(Collected data entries)
+-------+

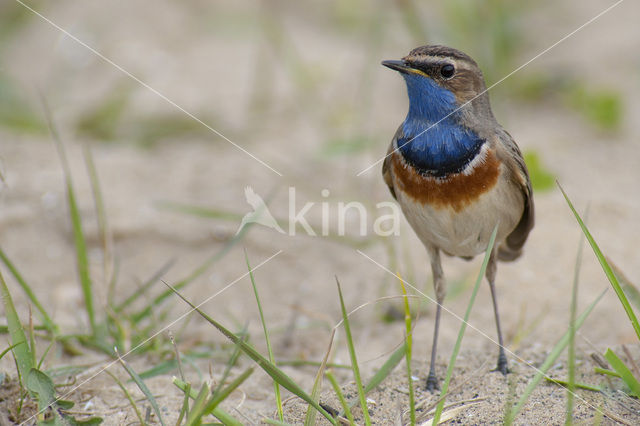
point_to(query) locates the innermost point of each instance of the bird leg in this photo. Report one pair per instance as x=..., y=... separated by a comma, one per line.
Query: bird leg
x=491, y=276
x=440, y=290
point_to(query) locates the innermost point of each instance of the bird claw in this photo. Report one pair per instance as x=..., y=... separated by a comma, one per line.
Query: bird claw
x=502, y=365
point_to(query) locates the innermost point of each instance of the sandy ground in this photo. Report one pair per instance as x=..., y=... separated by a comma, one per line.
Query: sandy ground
x=210, y=69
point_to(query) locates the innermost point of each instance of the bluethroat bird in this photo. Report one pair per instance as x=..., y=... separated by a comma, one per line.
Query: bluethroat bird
x=455, y=172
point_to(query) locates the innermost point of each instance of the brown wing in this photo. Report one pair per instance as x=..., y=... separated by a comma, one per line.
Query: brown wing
x=387, y=172
x=512, y=247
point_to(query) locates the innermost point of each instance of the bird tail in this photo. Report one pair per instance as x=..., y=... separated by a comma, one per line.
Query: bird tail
x=508, y=253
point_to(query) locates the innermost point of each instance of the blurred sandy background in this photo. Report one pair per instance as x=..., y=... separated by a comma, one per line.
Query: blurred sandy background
x=299, y=85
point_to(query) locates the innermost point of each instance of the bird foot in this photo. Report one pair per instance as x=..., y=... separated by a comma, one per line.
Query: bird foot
x=432, y=382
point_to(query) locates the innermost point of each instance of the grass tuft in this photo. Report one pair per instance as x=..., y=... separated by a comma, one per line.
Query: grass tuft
x=463, y=327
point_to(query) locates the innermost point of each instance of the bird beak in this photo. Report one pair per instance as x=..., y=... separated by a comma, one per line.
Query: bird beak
x=399, y=66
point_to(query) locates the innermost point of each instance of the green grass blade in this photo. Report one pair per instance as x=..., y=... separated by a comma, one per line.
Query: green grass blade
x=549, y=361
x=244, y=336
x=82, y=259
x=218, y=412
x=408, y=353
x=145, y=390
x=625, y=373
x=195, y=415
x=571, y=356
x=600, y=370
x=145, y=286
x=386, y=369
x=611, y=276
x=146, y=312
x=46, y=319
x=101, y=215
x=21, y=350
x=204, y=212
x=224, y=393
x=310, y=418
x=354, y=361
x=126, y=393
x=276, y=387
x=340, y=395
x=278, y=375
x=575, y=384
x=463, y=327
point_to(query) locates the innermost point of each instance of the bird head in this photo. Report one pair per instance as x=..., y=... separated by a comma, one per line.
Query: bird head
x=440, y=80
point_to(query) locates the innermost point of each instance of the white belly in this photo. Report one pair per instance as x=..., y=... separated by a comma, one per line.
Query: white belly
x=466, y=233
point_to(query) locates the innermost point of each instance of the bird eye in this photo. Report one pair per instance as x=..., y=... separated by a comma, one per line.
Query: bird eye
x=447, y=71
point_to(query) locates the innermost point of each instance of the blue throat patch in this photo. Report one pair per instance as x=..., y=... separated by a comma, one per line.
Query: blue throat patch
x=445, y=148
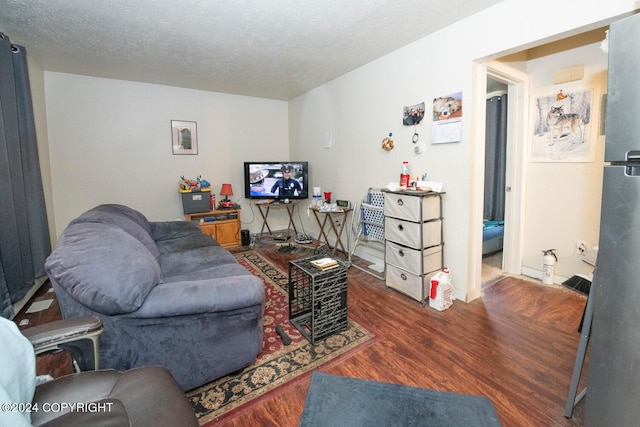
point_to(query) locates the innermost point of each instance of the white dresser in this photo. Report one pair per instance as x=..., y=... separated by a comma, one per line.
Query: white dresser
x=413, y=240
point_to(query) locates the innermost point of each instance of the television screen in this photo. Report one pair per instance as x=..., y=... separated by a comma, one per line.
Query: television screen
x=276, y=180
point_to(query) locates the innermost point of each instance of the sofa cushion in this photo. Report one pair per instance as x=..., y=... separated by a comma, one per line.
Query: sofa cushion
x=103, y=267
x=130, y=220
x=188, y=263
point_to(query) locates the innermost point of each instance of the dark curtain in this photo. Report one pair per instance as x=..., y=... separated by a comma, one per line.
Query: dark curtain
x=495, y=158
x=24, y=231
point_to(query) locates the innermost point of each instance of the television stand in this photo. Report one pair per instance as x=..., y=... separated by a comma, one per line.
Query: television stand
x=264, y=209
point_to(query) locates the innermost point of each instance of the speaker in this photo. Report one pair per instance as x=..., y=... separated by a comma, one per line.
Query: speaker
x=245, y=238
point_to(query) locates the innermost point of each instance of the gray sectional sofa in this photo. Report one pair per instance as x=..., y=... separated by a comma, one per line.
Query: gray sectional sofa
x=167, y=294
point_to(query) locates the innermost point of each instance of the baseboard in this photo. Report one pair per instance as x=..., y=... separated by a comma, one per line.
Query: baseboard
x=537, y=274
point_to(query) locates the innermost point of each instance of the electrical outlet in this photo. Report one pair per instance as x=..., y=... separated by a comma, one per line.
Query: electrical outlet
x=581, y=247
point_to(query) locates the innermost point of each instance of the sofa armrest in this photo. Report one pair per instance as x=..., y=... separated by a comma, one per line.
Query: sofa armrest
x=164, y=230
x=202, y=296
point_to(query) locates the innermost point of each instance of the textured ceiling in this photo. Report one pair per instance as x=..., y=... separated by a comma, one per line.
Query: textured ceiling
x=274, y=49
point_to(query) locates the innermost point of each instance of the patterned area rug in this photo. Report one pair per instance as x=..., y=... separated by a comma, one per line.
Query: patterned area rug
x=277, y=364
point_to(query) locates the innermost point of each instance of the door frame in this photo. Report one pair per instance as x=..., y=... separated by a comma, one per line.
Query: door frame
x=517, y=146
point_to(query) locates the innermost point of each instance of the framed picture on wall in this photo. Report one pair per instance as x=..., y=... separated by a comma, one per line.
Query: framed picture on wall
x=563, y=122
x=184, y=137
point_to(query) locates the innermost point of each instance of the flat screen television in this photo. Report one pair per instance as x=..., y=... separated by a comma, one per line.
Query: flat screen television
x=276, y=180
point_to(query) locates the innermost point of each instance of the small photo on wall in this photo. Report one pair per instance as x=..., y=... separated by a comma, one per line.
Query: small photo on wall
x=447, y=107
x=562, y=126
x=184, y=137
x=413, y=114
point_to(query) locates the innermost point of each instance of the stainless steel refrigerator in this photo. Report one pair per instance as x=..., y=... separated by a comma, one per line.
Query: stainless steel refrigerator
x=613, y=386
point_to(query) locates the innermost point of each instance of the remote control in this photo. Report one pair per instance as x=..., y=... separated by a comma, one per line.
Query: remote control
x=286, y=340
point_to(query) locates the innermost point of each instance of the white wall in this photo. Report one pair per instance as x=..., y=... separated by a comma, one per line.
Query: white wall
x=110, y=142
x=362, y=107
x=563, y=199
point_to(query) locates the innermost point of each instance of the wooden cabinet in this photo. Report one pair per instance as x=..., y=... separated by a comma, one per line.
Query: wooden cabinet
x=222, y=225
x=413, y=241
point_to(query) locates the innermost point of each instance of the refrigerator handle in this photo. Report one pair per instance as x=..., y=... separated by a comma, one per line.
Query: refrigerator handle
x=633, y=156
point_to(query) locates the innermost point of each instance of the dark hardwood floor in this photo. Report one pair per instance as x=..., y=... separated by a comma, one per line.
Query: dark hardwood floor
x=516, y=345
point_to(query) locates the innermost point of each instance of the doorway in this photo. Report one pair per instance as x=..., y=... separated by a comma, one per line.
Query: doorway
x=493, y=218
x=498, y=74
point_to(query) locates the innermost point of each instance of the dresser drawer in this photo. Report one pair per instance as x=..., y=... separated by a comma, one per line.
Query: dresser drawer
x=409, y=207
x=413, y=260
x=409, y=233
x=415, y=286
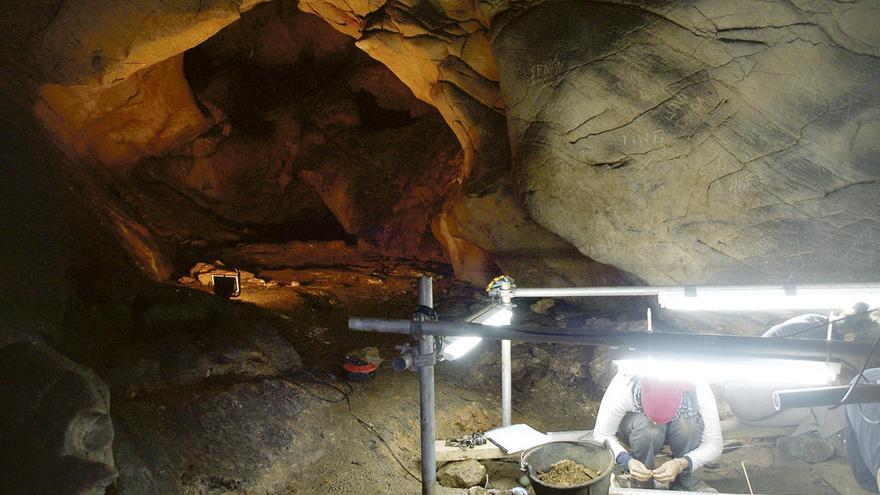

+-------+

• WHAT YOU SHOULD DO
Give every entry back unchanged, with no pictures.

• ANSWER
point_to(query) locates the innermost point of each instance of the bird leg in this photo. Report one pair per instance as x=..., y=... separated by a comma, one per line.
Query: bird leg
x=491, y=276
x=440, y=290
point_to(query) locates the innermost point of each instance of the bird claw in this photo. Report one pair per instance as x=..., y=... separated by a comma, one per line.
Query: bird claw
x=502, y=365
point_to(query) locates the innermost point of each instance of the sandy ground in this photo. Report one pair per instance as x=..., y=... separated by a comma, one per line.
Query: sandy ground
x=210, y=69
point_to(query) locates the innermost point of each instance of the bluethroat bird in this photo. Report one pair per instance as x=..., y=... separated by a comma, one per line.
Query: bluethroat bird
x=455, y=172
point_to(query) locates the innermost point of each instance of the brown wing in this photo. Report one pair per instance as x=..., y=... separated by a comma, one per line.
Query: brown wing
x=387, y=172
x=512, y=247
point_to(query) locates the innermost point of each instance of the bird tail in this photo. Report one pair per instance as x=..., y=... separated by a comma, one per line.
Query: bird tail
x=508, y=253
point_to(query) locates the innermost point of each instance of the blurred sandy background in this photo. Report one pair per instance as x=..., y=... separated by a comma, one per line.
Query: blurred sandy background
x=299, y=85
point_to(query) locates the innermost point of each instance of the bird foot in this photo. Report one pair per instance as x=..., y=... separated by a comma, one per line.
Query: bird foot
x=432, y=382
point_to(query) locates the innermost point of each instance of the grass tuft in this photo. Report one pair per instance as x=..., y=... separated by a comma, one per line.
Query: grass tuft
x=463, y=327
point_to(query) locates the innermost point of each instance of the bird beak in this photo. Report one pair per instance as x=..., y=... separated by a comma, one per line.
Query: bird beak
x=399, y=66
point_to(query) locates the innermost point of each instance of the green grass blade in this photo. Report one pair per instance as x=..., y=... separated by a comma, one per line.
Query: green grass blade
x=549, y=361
x=244, y=336
x=82, y=259
x=218, y=412
x=408, y=353
x=145, y=390
x=625, y=373
x=195, y=415
x=571, y=356
x=600, y=370
x=145, y=286
x=386, y=369
x=611, y=276
x=146, y=312
x=46, y=319
x=101, y=215
x=21, y=350
x=204, y=212
x=224, y=393
x=310, y=418
x=354, y=361
x=126, y=393
x=276, y=387
x=340, y=395
x=278, y=375
x=575, y=384
x=463, y=327
point_to(query) locates the innermost point of each instance of the bird head in this photo. Report one pair per instance as x=..., y=... separated by a comma, one per line.
Query: bird head
x=440, y=80
point_to(query) locates the innermost point of each instance of the white belly in this photo. Report one pair per instance as x=..., y=... separated by a comma, one per line.
Query: white belly
x=466, y=233
point_to(query) locates the innermost point of each instance of the bird eye in this photo. Report one pair per instance as x=..., y=... separated by a comma, one per line.
Query: bird eye
x=447, y=71
point_to(query) locates the innermost point of each instance of the blue throat patch in this photo. Report one pair per instance as x=..., y=... separated by a comma, one per line.
Query: blue throat patch
x=445, y=148
point_to(query) locates the innermost point of each instance of the white dresser in this photo. Report one pair per instance as x=..., y=... separated by a comma, one per line.
Query: white dresser
x=413, y=240
point_to(query) locates the innermost point of each instance of the television screen in this photo. Report one pair per instance as x=..., y=... separated by a comma, one per line.
Query: television screen
x=276, y=180
point_to(query) locates the innermost point of each instance of the sofa cushion in this photo. Report one pair per instance as x=..., y=... separated by a comma, one per line.
Query: sofa cushion
x=103, y=267
x=130, y=220
x=188, y=263
point_to(query) locates the innermost point of each instance of the dark curtain in this photo. Report one pair per instance as x=..., y=... separated by a comma, one per line.
Query: dark curtain
x=495, y=158
x=24, y=231
point_to(query) locates the innermost point of each instance of the television stand in this photo. Report one pair per instance as x=..., y=... separated by a comma, one per line.
Query: television stand
x=264, y=209
point_to(query) locates the innermost point of each instance of the speaker in this photo. Report one pair per instance as x=..., y=... separated by a comma, one per line.
Query: speaker
x=245, y=238
point_to(query) locates the innermost point of each instance of the gray sectional sofa in this photo. Report one pair per instance as x=..., y=... separated by a comma, one per line.
Query: gray sectional sofa
x=167, y=294
point_to(query) locates the innermost point of each instance of the baseboard in this photo. Report one pair per instance as x=..., y=... separated by a comma, one per line.
Query: baseboard
x=537, y=274
point_to(query) locates the innermost point of each instance of the electrical outlet in this photo. Report one pair per instance as x=..., y=... separated by a comma, one per line.
Query: electrical outlet
x=581, y=247
point_to(query) locates the innermost point of each instance of the sofa armrest in this photo. Report one pair per instance as x=..., y=... separated by a comma, one per line.
Query: sofa armrest
x=164, y=230
x=202, y=296
point_to(query) locates the innermost point of each instance of the textured ceiling in this photo. Report one pair per instance as x=..., y=... separated by a comma, one per line.
Query: textured ceiling
x=274, y=49
point_to(query) locates the innermost point of each instance of the patterned area rug in this photo. Report one pair per instance as x=..., y=... separated by a comma, one per line.
Query: patterned area rug
x=277, y=364
point_to(query) locates the innermost point of each instance of the door frame in this photo. Report one pair per instance as x=..., y=... separated by a comma, one per line.
Query: door frame
x=517, y=146
point_to(query) locates the innermost point of each instance of the framed picture on wall in this photo. Report one pair per instance as x=..., y=... separated by a comma, one per line.
Query: framed picture on wall
x=563, y=122
x=184, y=137
point_to(query) locates the innermost point of each instance of the flat screen television in this photo. Report one pair per instance as x=..., y=... separated by a comma, one per line.
Query: flat screen television
x=276, y=180
point_to(query) locates the innermost point of each instance of the small photo on wall in this photo. Report one pair per instance as x=..., y=... separated by a comma, one per line.
Query: small photo on wall
x=447, y=107
x=562, y=126
x=184, y=137
x=413, y=114
point_to(query) locates the innermost point of each instance of the stainless steel refrigerator in this photo. Report one pair per instance as x=..., y=... separated by a comma, one per line.
Query: stainless steel refrigerator
x=613, y=386
point_to(query) locates the innermost point of each instance of the remote control in this photo. Report one pair per instance as x=..., y=... separated by a comma, one per line.
Query: remote control
x=286, y=340
point_to(query) locates the innermost point of each instance of the white wall in this photo. Report one pair per instance as x=..., y=... separated by a comma, one per line.
Query: white wall
x=110, y=142
x=362, y=107
x=563, y=199
point_to(query) locates the innermost point of each instance of the wooden cabinet in this photo. Report one pair per instance as x=..., y=... separated by a comma, one per line.
Query: wooden cabinet
x=222, y=225
x=413, y=241
point_to(query) locates the innermost point of each instance of the refrigerator handle in this photo. Report one pair per instance as x=..., y=... separated by a comma, one per line.
Query: refrigerator handle
x=633, y=156
point_to(query) locates the innermost point of each instance of the dark hardwood floor in this photo. Report one pair per instance as x=..., y=... separated by a comma, one per line.
Query: dark hardwood floor
x=516, y=345
point_to(query) locates the innermost point of each instance of the doorway in this photo. Report one pair per instance as x=..., y=... separated by a comma, one per line.
Query: doorway
x=493, y=218
x=498, y=74
point_to(query) locates the innermost point of each instance of the dresser drawer in this photo. Report one pair per instance as x=..., y=... separated by a comma, one per line.
Query: dresser drawer
x=409, y=207
x=413, y=260
x=409, y=233
x=415, y=286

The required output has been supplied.